═════ TEXTO DADO ═════

Los Héroes y el villano
Se busca a Bin Laden vivo, pero preferiblemente muerto
"La gente está corriendo y saltando de los edificios. Usted hace lo posible por ayudarles. Es mi héroe y será recordado para siempre". Estos versos, firmados por Ryan Murray, de doce años, y pegados en el lateral de un camión de bomberos, bien podrían representar el agradecimiento y admiración de todos los neoyorquinos al personal de emergencias que falleció en las labores de rescate.
En la otra cara de la moneda, el líder de Al Qaeda se llevaba la palma en el papel de villano. "América va a patear el culo de Bin Laden, así que es mejor que se esconda", advertía un mensaje anónimo desde un mural habilitado en una plaza de Chinatown. "Espero que creas en el más allá, porque como te encontremos, desearás estar allí", le amenazaba otro.

═════ ELEMENTOS ═════

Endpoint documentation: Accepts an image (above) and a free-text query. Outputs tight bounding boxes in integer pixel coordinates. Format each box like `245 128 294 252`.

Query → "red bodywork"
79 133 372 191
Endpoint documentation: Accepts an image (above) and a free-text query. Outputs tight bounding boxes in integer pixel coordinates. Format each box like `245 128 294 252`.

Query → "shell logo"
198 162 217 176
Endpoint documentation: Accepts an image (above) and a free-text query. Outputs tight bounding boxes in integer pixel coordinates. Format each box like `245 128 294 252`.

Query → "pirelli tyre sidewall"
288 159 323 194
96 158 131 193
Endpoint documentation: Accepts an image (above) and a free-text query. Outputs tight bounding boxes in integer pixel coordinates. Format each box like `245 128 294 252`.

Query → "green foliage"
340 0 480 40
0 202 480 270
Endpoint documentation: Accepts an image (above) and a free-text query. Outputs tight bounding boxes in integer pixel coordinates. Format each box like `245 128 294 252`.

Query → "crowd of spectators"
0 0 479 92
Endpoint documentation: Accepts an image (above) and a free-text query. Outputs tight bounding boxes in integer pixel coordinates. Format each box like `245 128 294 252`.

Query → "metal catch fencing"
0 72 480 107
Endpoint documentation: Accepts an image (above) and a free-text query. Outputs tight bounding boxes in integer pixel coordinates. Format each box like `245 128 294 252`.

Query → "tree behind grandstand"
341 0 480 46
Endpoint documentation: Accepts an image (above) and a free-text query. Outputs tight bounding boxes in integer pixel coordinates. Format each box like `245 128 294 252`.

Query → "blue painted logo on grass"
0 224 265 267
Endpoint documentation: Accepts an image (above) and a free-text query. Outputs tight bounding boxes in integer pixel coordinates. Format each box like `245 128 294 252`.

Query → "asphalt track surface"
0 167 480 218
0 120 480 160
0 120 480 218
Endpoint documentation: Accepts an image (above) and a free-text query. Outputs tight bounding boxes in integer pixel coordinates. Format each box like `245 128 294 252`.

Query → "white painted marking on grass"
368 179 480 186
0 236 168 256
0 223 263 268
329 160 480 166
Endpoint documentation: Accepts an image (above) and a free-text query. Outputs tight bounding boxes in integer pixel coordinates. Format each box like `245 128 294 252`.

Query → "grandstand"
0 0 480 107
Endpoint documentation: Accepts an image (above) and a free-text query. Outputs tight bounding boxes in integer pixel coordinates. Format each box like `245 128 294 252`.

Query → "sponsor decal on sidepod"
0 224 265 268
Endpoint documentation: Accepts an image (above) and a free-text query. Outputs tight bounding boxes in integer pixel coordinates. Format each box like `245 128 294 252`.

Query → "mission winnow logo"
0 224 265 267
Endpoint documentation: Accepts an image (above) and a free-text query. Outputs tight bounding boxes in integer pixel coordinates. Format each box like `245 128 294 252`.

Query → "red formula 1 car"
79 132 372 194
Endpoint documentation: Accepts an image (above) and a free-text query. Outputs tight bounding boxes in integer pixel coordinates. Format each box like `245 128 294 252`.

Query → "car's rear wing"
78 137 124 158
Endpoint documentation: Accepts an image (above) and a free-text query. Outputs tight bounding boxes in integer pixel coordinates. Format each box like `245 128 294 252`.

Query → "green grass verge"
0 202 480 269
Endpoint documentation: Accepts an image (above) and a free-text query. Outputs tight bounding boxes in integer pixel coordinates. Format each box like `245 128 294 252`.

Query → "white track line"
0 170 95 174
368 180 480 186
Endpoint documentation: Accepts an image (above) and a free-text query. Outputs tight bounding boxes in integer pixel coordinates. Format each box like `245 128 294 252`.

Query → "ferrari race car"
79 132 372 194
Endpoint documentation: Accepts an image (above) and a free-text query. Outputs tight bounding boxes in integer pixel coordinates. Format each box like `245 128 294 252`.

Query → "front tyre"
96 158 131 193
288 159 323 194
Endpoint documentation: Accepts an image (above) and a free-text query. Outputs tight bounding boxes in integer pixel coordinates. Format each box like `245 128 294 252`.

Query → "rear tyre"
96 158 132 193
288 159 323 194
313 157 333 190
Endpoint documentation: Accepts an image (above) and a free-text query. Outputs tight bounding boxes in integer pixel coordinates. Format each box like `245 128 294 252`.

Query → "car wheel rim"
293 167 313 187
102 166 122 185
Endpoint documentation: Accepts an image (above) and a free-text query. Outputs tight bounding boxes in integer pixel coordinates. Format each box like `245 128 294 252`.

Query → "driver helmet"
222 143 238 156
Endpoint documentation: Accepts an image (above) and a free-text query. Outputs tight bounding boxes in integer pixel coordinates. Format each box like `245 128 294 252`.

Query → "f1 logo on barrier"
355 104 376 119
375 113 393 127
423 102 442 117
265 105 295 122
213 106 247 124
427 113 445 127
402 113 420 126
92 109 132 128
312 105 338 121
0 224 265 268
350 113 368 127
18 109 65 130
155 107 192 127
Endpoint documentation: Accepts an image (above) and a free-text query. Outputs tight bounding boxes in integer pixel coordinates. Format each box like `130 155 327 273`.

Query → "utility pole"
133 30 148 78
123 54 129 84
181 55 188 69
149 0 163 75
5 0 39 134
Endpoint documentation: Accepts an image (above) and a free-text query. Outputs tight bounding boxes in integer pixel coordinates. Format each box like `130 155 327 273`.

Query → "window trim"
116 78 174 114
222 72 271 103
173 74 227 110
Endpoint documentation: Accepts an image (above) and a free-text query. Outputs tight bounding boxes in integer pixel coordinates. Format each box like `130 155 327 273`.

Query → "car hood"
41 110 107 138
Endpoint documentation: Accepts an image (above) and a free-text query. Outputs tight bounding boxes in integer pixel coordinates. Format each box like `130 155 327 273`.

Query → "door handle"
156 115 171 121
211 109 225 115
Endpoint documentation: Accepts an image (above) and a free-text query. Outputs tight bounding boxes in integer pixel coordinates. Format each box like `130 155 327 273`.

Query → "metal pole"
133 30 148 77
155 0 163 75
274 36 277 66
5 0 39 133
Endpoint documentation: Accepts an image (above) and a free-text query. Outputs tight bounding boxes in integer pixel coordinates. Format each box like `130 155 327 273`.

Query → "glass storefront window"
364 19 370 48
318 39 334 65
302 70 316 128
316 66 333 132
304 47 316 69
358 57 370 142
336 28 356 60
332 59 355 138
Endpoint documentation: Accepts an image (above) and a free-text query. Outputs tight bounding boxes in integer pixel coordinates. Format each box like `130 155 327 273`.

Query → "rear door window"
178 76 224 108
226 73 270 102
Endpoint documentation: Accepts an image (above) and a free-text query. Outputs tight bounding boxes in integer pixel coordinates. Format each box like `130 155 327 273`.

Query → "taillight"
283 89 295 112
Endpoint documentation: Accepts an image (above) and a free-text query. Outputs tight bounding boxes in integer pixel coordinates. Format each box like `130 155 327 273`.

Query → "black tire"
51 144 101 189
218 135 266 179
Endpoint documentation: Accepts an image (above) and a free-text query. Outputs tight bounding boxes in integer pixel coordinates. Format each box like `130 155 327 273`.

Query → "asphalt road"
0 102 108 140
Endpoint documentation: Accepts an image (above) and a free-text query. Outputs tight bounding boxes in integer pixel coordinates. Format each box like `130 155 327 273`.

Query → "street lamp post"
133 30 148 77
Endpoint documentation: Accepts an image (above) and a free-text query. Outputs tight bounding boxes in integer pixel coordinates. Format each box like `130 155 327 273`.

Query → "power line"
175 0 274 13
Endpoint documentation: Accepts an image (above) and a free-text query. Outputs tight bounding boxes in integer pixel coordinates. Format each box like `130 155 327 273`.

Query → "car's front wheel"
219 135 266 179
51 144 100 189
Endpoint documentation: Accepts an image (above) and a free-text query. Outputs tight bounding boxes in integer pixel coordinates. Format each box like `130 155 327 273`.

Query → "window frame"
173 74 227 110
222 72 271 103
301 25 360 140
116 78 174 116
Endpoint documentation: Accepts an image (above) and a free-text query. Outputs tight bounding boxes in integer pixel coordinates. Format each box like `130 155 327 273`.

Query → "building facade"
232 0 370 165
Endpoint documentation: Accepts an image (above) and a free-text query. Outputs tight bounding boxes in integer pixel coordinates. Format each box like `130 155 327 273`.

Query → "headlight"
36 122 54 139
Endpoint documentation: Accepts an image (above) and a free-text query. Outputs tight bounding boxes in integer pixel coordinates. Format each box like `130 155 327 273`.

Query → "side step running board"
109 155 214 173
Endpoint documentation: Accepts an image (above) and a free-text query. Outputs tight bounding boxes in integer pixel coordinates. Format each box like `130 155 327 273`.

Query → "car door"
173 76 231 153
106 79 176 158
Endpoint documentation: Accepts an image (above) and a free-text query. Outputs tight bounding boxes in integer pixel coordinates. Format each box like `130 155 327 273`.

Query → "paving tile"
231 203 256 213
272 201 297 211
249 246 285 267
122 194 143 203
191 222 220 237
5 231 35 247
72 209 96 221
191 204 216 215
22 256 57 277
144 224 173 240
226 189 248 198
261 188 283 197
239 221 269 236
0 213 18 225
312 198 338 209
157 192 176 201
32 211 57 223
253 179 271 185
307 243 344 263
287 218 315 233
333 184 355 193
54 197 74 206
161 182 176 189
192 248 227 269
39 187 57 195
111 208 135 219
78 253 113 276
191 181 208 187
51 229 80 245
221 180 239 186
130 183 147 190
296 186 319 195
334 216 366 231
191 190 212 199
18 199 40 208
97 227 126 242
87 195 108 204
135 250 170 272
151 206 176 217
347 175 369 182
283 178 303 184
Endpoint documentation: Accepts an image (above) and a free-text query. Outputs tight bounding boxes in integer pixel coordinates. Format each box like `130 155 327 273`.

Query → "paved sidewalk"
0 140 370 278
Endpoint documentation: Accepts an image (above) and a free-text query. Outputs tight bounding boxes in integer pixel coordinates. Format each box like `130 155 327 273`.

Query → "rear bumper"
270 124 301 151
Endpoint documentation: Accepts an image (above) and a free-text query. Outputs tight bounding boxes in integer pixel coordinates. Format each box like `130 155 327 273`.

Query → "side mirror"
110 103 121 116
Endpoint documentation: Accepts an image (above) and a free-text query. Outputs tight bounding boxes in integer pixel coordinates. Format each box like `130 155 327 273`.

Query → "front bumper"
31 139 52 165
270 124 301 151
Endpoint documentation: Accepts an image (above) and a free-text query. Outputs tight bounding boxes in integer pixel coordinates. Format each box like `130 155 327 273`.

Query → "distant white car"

═════

» **TAREAS ESCRITAS**:
1. Reproduce el fragmento del texto sobre los héroes y el villano que va desde "Los Héroes y" hasta "le amenazaba otro.".
2. Según el texto sobre los héroes y el villano, ¿quién firmó los versos pegados en el lateral de un camión de bomberos?
3. Escribe la continuación del texto sobre los héroes y el villano a partir del punto donde termina.

» **RESPUESTAS EN ORDEN**:
1.
Los Héroes y el villano
Se busca a Bin Laden vivo, pero preferiblemente muerto
"La gente está corriendo y saltando de los edificios. Usted hace lo posible por ayudarles. Es mi héroe y será recordado para siempre". Estos versos, firmados por Ryan Murray, de doce años, y pegados en el lateral de un camión de bomberos, bien podrían representar el agradecimiento y admiración de todos los neoyorquinos al personal de emergencias que falleció en las labores de rescate.
En la otra cara de la moneda, el líder de Al Qaeda se llevaba la palma en el papel de villano. "América va a patear el culo de Bin Laden, así que es mejor que se esconda", advertía un mensaje anónimo desde un mural habilitado en una plaza de Chinatown. "Espero que creas en el más allá, porque como te encontremos, desearás estar allí", le amenazaba otro.

2. Los firmó Ryan Murray, un niño de doce años.

3.
En las salas de tiro de Estados Unidos se entrenaban disparando al retrato del terrorista y hasta en una galería de arte, en el 394 de Park Avenue South, mostraban en el escaparate su odio al entonces enemigo público número uno. No en vano exponían un ejemplar del Daily News con la frase Wanted: dead or alive impresa sobre la fotografía de Osama Bin Laden. La palabra vivo había sido tachada y la opción de muerto, marcada con un círculo rojo. No había lugar a dudas. Casi diez años ha tenido que esperar el autor del garabato para ver satisfecho su deseo.